Rewrite every line of the items below as a numbered list, skipping any blank lines.

⟨

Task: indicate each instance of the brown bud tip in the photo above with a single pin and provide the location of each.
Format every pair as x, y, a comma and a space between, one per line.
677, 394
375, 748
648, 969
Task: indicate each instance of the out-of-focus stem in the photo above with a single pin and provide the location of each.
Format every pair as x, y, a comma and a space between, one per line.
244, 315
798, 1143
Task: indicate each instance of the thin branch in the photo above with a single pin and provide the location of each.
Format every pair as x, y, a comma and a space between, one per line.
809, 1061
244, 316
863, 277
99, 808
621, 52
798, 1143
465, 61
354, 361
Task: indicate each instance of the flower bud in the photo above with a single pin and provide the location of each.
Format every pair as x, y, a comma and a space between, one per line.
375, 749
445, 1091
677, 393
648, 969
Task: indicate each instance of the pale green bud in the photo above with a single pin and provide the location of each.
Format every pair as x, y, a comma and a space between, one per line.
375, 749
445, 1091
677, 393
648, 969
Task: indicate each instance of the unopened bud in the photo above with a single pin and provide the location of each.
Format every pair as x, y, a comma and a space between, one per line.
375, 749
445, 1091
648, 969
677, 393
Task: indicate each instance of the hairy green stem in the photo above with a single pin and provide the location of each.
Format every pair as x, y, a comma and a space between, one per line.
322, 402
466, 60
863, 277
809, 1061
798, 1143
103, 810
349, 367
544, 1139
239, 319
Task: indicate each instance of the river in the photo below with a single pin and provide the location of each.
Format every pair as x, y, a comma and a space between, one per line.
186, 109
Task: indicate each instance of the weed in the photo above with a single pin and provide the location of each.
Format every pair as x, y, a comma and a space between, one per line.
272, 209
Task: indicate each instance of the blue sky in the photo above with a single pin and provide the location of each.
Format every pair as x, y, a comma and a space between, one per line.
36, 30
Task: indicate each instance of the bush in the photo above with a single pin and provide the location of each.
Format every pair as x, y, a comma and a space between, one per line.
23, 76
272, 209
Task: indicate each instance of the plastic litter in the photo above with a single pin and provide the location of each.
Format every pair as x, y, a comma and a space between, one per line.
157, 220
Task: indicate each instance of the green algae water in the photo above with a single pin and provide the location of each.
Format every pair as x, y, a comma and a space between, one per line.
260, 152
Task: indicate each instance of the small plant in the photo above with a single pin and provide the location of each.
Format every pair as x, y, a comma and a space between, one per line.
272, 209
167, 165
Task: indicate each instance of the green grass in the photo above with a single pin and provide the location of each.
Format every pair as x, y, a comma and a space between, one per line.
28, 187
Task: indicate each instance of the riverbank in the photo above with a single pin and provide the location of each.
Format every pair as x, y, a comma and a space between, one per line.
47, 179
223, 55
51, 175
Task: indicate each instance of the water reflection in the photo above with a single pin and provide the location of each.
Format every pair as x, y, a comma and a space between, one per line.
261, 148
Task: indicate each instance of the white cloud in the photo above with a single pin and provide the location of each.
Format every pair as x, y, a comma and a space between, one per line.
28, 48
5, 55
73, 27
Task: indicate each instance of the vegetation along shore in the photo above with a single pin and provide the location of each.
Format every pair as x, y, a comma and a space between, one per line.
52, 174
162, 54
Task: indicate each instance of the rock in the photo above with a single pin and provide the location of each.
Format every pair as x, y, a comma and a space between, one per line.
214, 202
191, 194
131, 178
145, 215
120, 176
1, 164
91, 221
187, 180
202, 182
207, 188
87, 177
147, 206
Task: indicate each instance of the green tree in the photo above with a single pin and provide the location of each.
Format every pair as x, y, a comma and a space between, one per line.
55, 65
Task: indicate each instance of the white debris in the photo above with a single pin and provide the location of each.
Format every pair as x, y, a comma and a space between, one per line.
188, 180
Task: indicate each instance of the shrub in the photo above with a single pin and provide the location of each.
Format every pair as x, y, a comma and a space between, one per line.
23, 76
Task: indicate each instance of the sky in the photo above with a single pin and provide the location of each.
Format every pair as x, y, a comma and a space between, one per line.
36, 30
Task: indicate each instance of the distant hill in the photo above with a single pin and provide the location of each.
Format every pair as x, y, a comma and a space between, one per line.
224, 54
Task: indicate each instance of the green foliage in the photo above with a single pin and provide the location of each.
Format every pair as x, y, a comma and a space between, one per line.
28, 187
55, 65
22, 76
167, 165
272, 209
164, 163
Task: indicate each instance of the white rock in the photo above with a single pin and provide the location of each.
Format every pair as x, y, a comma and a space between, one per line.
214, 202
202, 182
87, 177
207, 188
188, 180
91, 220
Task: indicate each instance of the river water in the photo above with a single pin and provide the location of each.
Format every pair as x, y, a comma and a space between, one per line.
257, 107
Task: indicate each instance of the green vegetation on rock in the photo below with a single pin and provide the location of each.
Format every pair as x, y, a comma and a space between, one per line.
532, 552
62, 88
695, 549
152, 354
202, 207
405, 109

⟩

__Correct answer__:
1. Task: indicate each instance of the brown bud tip in the photo above with a single pin and provide the location of each.
2. Format every pair as x, y, a comma and a space between, one per line.
3. 677, 394
4. 375, 748
5. 648, 969
6. Task: indicate each instance of the out-of-focus stem in the photo above with a single pin and provide the location of each.
7. Format every pair as x, y, a comma and a space between, one per line.
8. 244, 315
9. 798, 1143
10. Task: indicate each instance of the thin branch in the photo above with a single pin and provide the location of each.
11. Format every pair as x, y, a comma and a space between, one per line.
12. 809, 1061
13. 244, 316
14. 863, 277
15. 99, 808
16. 621, 52
17. 798, 1143
18. 465, 61
19. 354, 361
20. Task: indicate each instance of the flower bud in the photo above with a single pin and provide the location of each.
21. Format every pair as x, y, a comma and a space between, one per line.
22. 375, 749
23. 445, 1091
24. 677, 393
25. 648, 969
26. Task: indicate each instance of the pale green bud in the photo above with a single pin and provide the location of each.
27. Format every pair as x, y, a comma and a space between, one per line.
28. 375, 749
29. 445, 1091
30. 677, 393
31. 648, 969
32. Task: indicate each instance of the unopened bud in the photo above with a single pin and provide the location of each.
33. Format every pair as x, y, a comma and a space between, one per line.
34. 375, 749
35. 445, 1091
36. 648, 969
37. 677, 393
38. Task: indicate each instance of the hairy green stem in the photo above with a single pin and provide the location of each.
39. Format every pair as x, y, a comma and a space between, one per line.
40. 322, 402
41. 466, 60
42. 863, 277
43. 809, 1061
44. 798, 1143
45. 103, 810
46. 349, 367
47. 544, 1139
48. 239, 319
49. Task: indicate each instance of the river in the photo below with a single pin and provide the location of each.
50. Format every pair as x, y, a comma and a space between, one per line.
51. 186, 109
52. Task: indicate each instance of the weed in the photo above with a single pin and provide the location of each.
53. Format every pair as x, y, a comma and a space between, one per line.
54. 272, 209
55. Task: indicate each instance of the blue sky in the photo above with a single pin and provide the location of each.
56. Format every pair as x, y, a comma and a space between, one per line.
57. 36, 30
58. Task: indicate each instance of the bush in the photo above with a single pin and provide the location of each.
59. Format every pair as x, y, a comma and a space between, one per line.
60. 23, 76
61. 272, 209
62. Task: indicate each instance of the plastic litter in the photo above with a single pin and provide the location of each.
63. Format every pair as x, y, a comma and a space between, one per line.
64. 157, 220
65. Task: indicate each instance of the green algae water in the photo above with a single pin and provide the location of each.
66. Format every pair as x, y, a comma and a space between, one per line.
67. 260, 152
68. Task: indicate each instance of the small plant in the photo above with a single pin and provide the location of each.
69. Format every pair as x, y, a comma and a space between, one per line.
70. 272, 209
71. 167, 165
72. Task: indicate each instance of the green grass in the photo above with a single pin and provide the location of each.
73. Format every pair as x, y, a comma and a space between, one per line.
74. 28, 187
75. Task: indicate each instance of the riverbank in the photo above with a single pin and provide the location of each.
76. Format every pair as x, y, a comma and a space between, one per line.
77. 47, 179
78. 223, 55
79. 51, 175
80. Task: indicate each instance of the water reflection in the photo above with a single pin and provide the location of each.
81. Format every pair as x, y, a comma and a space between, one per line.
82. 261, 148
83. Task: indicate each instance of the white cloud in the photo above with a single pin and provide the location of each.
84. Format every pair as x, y, a comma and a space between, one per line.
85. 28, 48
86. 5, 55
87. 73, 27
88. Task: indicate each instance of the vegetation along shore in the photo above with a single pin and provide the location of each.
89. Format every pair as x, y, a comma and a space between, one per line.
90. 52, 174
91. 162, 54
92. Task: indicate each instance of the rock in the photo above with a single pin and provide the location of each.
93. Format every pair as x, y, a comma and a space between, one per line.
94. 214, 202
95. 191, 194
96. 131, 178
97. 145, 215
98. 120, 176
99. 1, 164
100. 91, 221
101. 187, 180
102. 202, 182
103. 207, 188
104. 87, 177
105. 147, 206
106. Task: indicate each instance of the green tree in the photo above with a single pin and provide the location of each.
107. Format every pair as x, y, a comma and a space between, one per line.
108. 55, 65
109. Task: indicate each instance of the white debris in the photo above with a single pin and provide the location of each.
110. Format every pair as x, y, a comma and a space between, one per line.
111. 188, 180
112. Task: indicate each instance of the shrub in the photo above with a single pin and provide the location of each.
113. Format every pair as x, y, a comma and a space between, one per line.
114. 23, 76
115. Task: indicate each instance of the sky in the photo above with a single pin and provide the location of each.
116. Format every pair as x, y, a comma and a space between, one per line.
117. 36, 30
118. Task: indicate each instance of the distant hill in the photo above with a single pin and provide the location of each.
119. Format every pair as x, y, a comma and a space between, one per line.
120. 224, 54
121. Task: indicate each instance of the green foliage in the photo above with a single pin and provide the location of each.
122. Format every pair as x, y, a comma and a space between, one per line.
123. 28, 187
124. 55, 65
125. 22, 76
126. 167, 165
127. 272, 209
128. 164, 163
129. Task: indicate each instance of the white rock in the photo above with a single pin and provide the location of each.
130. Format every pair as x, y, a comma and a space between, one per line.
131. 214, 202
132. 202, 182
133. 87, 177
134. 207, 188
135. 188, 180
136. 91, 220
137. Task: indicate each instance of the river water in the photo above with a single pin and provide the location of each.
138. Format every pair as x, y, a comma and a space between, one per line.
139. 257, 107
140. Task: indicate each instance of the green vegetation on rock in the photo below with a single pin and provide the location of each.
141. Format every pair as x, y, a comma and a space between, one per line.
142. 532, 552
143. 62, 88
144. 695, 549
145. 152, 354
146. 202, 207
147. 405, 109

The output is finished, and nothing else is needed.